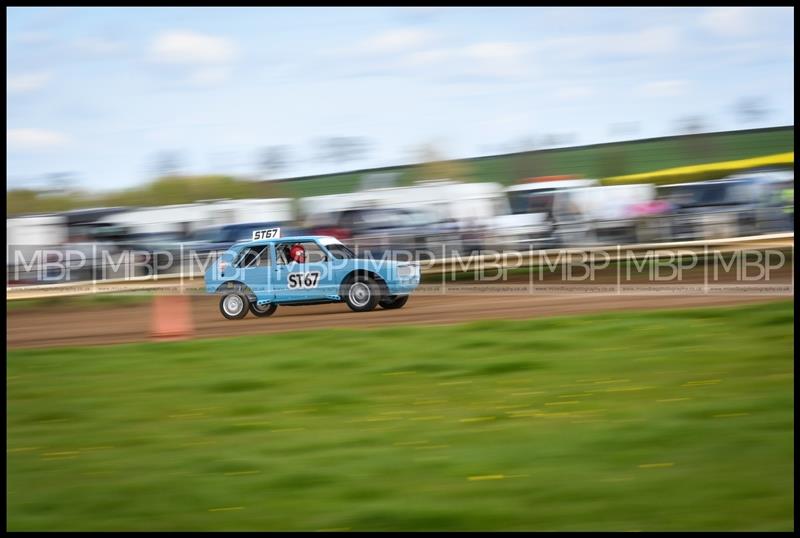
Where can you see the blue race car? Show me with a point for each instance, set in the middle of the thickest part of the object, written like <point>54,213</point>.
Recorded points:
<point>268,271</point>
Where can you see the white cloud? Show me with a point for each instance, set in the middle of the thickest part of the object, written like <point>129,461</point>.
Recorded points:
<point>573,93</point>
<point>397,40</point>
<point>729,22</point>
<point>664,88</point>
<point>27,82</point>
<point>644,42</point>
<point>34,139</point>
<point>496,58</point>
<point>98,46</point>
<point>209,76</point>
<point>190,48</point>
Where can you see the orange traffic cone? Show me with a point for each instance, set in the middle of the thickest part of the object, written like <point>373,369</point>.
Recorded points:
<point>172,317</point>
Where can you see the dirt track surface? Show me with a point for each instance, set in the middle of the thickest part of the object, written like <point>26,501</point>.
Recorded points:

..........

§ **EXERCISE**
Render every line of the entries above as a Markdown table with the columns Row and Entry line, numbering the lines in order and skipping any blank ones. Omit the pictures from the table.

§ **ANSWER**
| Row | Entry line |
|---|---|
| 1 | Where can you see the blue race car? Show me with a point for each instance, set in the middle of the thickest part of the object, written like <point>54,213</point>. |
| 2 | Recorded points: |
| 3 | <point>268,271</point> |
| 4 | Where can you see the white cloud? Show me with a point for each instance, set in the middle of the thickest part of the object, written like <point>129,461</point>. |
| 5 | Recorded points: |
| 6 | <point>573,93</point> |
| 7 | <point>397,40</point> |
| 8 | <point>729,22</point> |
| 9 | <point>664,88</point> |
| 10 | <point>27,82</point> |
| 11 | <point>644,42</point> |
| 12 | <point>34,139</point> |
| 13 | <point>496,58</point> |
| 14 | <point>98,46</point> |
| 15 | <point>209,76</point> |
| 16 | <point>190,48</point> |
| 17 | Where can you see the orange traffic cone? Show me with a point for each instance, set in the middle of the thickest part of the object, written like <point>373,369</point>. |
| 18 | Recorded points: |
| 19 | <point>172,317</point> |
| 20 | Where can you see the dirt track surface? Show me with a point for each instance, set in the middle of the thickest part of the object, written like <point>26,501</point>. |
| 21 | Recorded points: |